Optimising a User Defined Function

jrsansom · Jul 25, 2006

Hi Everyone,

I have a User Defined Function that currently takes about 6 minutes to process 100,000 records. Given that I need to process about 3 million records I am naturally keen to optimise this UDF if at all possible.

The UDF basically creates a string token based on two strings passed as parameters to the function. It is relatively self explanatory, I hope, and I have included the UDF below for your reference.

I would be grateful if anyone could suggest how I could go about optimising this.

Many Thanks,
John

Code:

CREATE FUNCTION cdsCalculateMatchKey1
	(@companyColumn varchar(255), @postcodeColumn varchar(100) )
RETURNS varchar(20)  AS  
BEGIN 
	--Declare Counters
	declare @consonantCounter 	int
	declare @consonantLimit 	int
	declare @vowelCounter 		int
	declare @vowelLimit 		int
	declare @numeralCounter	int
	declare @numeralLimit		int
	declare @stringLength		int
	declare @stringIndex		int

	--Declare string processing variables
	--declare @companyColumn 		Varchar(255)
#####
__GIVEN TASK 1__
Answer these about the post on optimizing a user defined function:
(a) How long does the function currently take to process 100,000 records?
(b) About how many records does the poster need to process?
(c) What data type does the function return?
__GIVEN TASK 2__
Continue the post on optimizing a user defined function from where it stops.
The records that come next are from a separate source.

__DATA EXCERPTS__
#####
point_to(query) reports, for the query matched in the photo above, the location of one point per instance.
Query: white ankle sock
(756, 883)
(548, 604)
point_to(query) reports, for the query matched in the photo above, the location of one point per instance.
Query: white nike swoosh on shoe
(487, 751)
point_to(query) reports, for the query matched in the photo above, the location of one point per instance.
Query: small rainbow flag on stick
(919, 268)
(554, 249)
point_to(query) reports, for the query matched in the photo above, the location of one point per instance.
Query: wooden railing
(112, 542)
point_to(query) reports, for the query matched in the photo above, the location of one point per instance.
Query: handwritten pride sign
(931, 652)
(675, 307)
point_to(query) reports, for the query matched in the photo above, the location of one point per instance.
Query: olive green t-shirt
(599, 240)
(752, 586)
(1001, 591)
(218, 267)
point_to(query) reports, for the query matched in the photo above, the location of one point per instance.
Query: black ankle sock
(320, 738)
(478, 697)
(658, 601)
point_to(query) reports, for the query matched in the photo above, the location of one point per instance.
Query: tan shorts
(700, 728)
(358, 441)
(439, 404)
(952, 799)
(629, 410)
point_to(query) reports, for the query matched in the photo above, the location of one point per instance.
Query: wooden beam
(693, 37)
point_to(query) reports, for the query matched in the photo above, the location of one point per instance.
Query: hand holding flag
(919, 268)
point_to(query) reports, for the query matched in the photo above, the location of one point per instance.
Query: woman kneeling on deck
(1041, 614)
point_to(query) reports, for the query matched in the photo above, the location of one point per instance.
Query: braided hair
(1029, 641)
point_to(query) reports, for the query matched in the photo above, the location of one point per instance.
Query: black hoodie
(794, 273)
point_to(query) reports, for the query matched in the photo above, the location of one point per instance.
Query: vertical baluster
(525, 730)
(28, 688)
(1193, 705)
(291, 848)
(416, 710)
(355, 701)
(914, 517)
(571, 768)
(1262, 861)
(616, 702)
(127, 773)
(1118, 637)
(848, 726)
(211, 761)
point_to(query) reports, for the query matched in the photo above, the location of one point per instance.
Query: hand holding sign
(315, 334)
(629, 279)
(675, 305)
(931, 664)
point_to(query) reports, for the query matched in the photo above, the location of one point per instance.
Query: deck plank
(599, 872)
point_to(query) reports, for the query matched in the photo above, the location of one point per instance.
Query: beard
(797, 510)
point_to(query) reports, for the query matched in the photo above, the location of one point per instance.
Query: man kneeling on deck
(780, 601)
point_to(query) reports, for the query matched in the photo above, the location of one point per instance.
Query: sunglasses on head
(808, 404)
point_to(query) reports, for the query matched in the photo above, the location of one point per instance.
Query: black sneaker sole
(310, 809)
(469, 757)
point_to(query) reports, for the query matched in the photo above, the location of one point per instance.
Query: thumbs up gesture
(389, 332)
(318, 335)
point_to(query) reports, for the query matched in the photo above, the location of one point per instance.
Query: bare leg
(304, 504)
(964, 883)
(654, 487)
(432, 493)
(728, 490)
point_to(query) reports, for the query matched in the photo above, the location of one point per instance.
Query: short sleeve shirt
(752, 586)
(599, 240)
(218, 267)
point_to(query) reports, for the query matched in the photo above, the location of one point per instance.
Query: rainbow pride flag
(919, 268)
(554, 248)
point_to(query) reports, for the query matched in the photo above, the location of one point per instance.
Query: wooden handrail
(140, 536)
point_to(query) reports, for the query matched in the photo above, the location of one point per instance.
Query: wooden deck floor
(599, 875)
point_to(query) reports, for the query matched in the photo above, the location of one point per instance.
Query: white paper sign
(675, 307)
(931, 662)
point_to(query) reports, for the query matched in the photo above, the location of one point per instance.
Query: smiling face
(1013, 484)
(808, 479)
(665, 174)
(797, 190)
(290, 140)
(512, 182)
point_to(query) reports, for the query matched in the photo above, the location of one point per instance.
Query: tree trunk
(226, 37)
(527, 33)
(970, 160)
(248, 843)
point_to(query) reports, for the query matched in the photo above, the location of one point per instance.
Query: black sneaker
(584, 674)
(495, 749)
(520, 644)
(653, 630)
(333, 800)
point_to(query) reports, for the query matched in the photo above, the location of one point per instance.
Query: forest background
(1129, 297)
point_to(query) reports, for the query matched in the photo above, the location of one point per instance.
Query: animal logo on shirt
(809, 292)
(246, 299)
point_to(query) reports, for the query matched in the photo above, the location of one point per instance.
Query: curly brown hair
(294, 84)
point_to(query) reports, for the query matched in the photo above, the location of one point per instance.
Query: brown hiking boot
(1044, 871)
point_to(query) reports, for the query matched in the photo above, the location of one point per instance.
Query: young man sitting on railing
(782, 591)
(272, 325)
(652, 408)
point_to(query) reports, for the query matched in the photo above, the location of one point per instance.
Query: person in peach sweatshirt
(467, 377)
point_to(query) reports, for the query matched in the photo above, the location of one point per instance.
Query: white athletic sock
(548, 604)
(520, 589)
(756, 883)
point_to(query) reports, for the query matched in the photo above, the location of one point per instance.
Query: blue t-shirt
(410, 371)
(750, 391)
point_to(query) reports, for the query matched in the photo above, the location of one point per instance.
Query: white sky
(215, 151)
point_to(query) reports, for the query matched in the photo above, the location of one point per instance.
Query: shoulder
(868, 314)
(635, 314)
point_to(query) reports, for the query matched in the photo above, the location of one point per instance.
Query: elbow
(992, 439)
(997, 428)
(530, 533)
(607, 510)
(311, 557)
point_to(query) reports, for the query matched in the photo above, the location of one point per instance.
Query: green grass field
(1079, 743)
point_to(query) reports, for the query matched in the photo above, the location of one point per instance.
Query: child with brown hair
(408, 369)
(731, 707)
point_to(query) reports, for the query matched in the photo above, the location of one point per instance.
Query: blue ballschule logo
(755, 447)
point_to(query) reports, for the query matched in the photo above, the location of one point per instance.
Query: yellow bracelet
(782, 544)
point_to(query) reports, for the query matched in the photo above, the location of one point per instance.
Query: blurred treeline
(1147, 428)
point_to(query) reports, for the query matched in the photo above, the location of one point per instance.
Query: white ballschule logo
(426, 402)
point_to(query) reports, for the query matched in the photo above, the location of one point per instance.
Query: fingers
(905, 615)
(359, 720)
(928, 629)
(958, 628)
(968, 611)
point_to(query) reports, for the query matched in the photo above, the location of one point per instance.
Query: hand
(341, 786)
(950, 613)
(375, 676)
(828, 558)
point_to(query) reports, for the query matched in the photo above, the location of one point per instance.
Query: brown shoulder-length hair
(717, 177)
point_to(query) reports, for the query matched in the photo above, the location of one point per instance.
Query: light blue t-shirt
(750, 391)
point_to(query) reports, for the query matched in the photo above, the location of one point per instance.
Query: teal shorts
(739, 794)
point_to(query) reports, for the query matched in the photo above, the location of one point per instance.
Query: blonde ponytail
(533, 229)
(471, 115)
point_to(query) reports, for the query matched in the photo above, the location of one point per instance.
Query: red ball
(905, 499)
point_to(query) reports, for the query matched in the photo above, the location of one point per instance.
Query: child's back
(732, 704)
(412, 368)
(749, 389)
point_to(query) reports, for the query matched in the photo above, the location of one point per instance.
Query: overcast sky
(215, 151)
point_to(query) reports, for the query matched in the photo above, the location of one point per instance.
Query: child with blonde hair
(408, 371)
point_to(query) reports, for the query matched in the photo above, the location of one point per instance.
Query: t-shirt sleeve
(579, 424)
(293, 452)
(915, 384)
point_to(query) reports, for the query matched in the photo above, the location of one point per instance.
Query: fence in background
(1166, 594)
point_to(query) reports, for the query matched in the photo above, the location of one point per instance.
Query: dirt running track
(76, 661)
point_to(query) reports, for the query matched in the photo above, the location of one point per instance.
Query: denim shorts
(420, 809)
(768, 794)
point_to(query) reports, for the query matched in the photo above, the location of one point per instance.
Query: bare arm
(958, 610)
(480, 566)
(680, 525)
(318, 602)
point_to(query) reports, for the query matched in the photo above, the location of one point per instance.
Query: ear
#####
__TASK ANSWER 1__
(a) About 6 minutes.
(b) About 3 million.
(c) varchar(20).

__TASK ANSWER 2__
	declare @companyToken		varchar(255)
	declare @currentCharacter 		varchar(1)
	
	--Set initial variable statuses
	set @consonantCounter	= 0
	set @consonantLimit 	= 5
	set @vowelCounter	= 0
	set @vowelLimit		= 3
	set @stringIndex		= 0
	set @numeralCounter	= 0
	set @numeralLimit	= 2
	set @companyColumn 	= upper(replace(@companyColumn,' ',''))
	set @postcodeColumn    = upper(replace(@postcodeColumn,' ',''))
	set @companyToken	= ''
	set @stringLength = len(@companyColumn)
	
	
	--Begin querying the @companyColumn string and extrapolating the desired character data
	while(@stringIndex <= @stringLength and 
		(@consonantCounter<@consonantLimit or @vowelCounter<@vowelLimit or @numeralCounter<@NumeralLimit))
	begin
		select @currentCharacter = substring(@companyColumn,@stringIndex,1)
		--Print @currentCharacter
	
		if exists(select @currentCharacter 
			where @currentCharacter in('b','c','d','f','g','h','j','k','l','m',
							'n','p','q','r','s','t','v','w','x','y','z'))
		begin
			if(@consonantCounter<@consonantLimit)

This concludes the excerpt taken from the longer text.